## DIRECTIONS FOR THIS TASK
The following data needs to be repeated exactly, with all images excluded.

[Free-text object descriptions]
--------------------

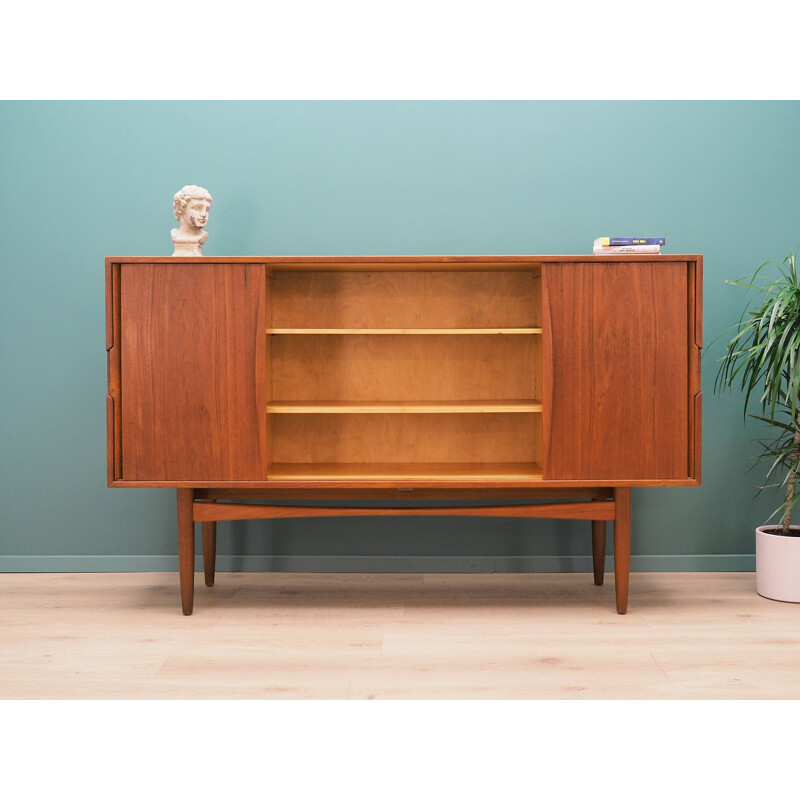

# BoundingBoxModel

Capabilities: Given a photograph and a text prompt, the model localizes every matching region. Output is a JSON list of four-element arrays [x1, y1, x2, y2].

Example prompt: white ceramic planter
[[756, 525, 800, 602]]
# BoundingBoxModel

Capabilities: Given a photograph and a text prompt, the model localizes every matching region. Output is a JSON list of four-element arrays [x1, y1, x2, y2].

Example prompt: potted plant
[[715, 250, 800, 602]]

--------------------

## FINISHED EXERCISE
# BoundingBoxModel

Capabilities: Given a photograph and a text prompt, the model localizes every matching region. Output is a JSON list of four-element arrays [x1, y1, x2, y2].

Example prompt: white ceramic planter
[[756, 525, 800, 602]]
# BoundingBoxModel

Capabilities: Given a photograph and a text prompt, the model localizes every matching region. Output is a JSON list of four-element arrays [x1, y1, x2, y2].

Example prompt: potted plant
[[715, 250, 800, 602]]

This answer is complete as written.